Print every record exactly, omitting all pictures.
[[ GIVEN INFORMATION open ]]
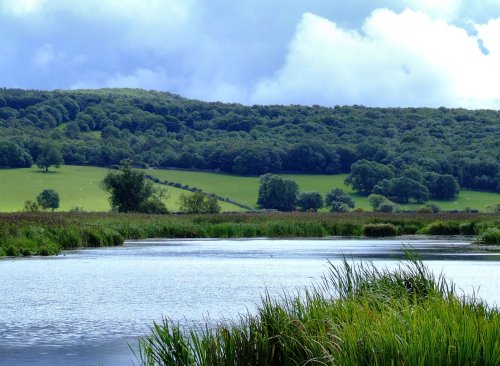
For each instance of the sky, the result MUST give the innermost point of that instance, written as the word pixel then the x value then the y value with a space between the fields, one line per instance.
pixel 420 53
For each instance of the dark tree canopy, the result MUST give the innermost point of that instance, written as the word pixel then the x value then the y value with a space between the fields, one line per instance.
pixel 49 155
pixel 309 201
pixel 442 186
pixel 48 199
pixel 14 156
pixel 367 174
pixel 339 201
pixel 402 190
pixel 157 129
pixel 278 193
pixel 131 192
pixel 198 202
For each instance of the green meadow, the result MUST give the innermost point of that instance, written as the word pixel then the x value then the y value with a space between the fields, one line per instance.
pixel 245 189
pixel 78 186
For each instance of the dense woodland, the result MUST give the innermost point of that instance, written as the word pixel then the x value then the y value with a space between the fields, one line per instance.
pixel 156 129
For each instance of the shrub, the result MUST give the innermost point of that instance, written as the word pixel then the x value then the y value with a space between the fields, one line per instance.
pixel 467 228
pixel 443 228
pixel 12 251
pixel 379 230
pixel 490 236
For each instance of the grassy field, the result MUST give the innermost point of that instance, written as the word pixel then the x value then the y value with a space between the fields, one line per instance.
pixel 245 189
pixel 77 187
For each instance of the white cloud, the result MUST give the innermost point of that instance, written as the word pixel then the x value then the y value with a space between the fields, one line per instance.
pixel 443 9
pixel 400 59
pixel 140 78
pixel 44 55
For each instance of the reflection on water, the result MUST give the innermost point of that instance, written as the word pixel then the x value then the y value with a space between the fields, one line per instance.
pixel 83 307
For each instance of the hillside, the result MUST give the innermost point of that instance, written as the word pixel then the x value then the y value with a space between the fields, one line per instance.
pixel 155 129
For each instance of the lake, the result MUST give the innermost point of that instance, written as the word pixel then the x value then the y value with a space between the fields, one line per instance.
[[ GIVEN INFORMATION closed ]]
* **RESULT OF THE TASK**
For each instance of the sky, the result MUST give the innermost point of that instance, written as the word pixel then the x value then the y value with a space between the fields, one line per instance.
pixel 420 53
For each instance of the dark tree canopy, the result MUST give the innermost point of that instance, written as the word pixel then the x value then the y value with a space between the fields, one line per instance.
pixel 49 155
pixel 309 201
pixel 442 186
pixel 48 199
pixel 14 156
pixel 367 174
pixel 339 201
pixel 402 190
pixel 157 129
pixel 278 193
pixel 131 192
pixel 198 202
For each instance of the green meadow, the result MUST give the innermost point of that instance, written as the word pixel then the x value then the y value with a space between the fields, one line per instance.
pixel 245 189
pixel 78 186
For each instance of the dense woodland, the result MUST give the innermost point of that instance, written as the word pixel then the x value then the y value with a space between the fields, one line per instance.
pixel 156 129
For each instance of the shrub, the result MUST give the innermost point of that instance, written as the word pixel then the x value then the y value with a space between the fields, one line per instance.
pixel 467 228
pixel 443 228
pixel 12 251
pixel 379 230
pixel 490 236
For each instance of the grassy field, the result MUST give the innermost point of that instance, written as the word pixel then the x value then the y value with a space between the fields, one line per instance.
pixel 245 189
pixel 77 187
For each instance of the white cloud, the result MUST give the innermost point of that instance, written as the word pixel then the x value then the y value with a space between the fields, one line per instance.
pixel 443 9
pixel 400 59
pixel 140 78
pixel 44 55
For each instance of the reflection on water, the result MUST give the innermost point of that instance, written as the word pixel then the x value then the y value with a space between the fields, one line per instance.
pixel 83 307
For each instance of the hillside, the result MUST give the innermost point of that instance, written as the word pixel then the x value then the y value with a space between the fields, one line per instance.
pixel 155 129
For each instance of the lake, the result MUST give the innermost point of that instance, written as the word pixel then the x value then the y value with a space between the fields, one line per instance.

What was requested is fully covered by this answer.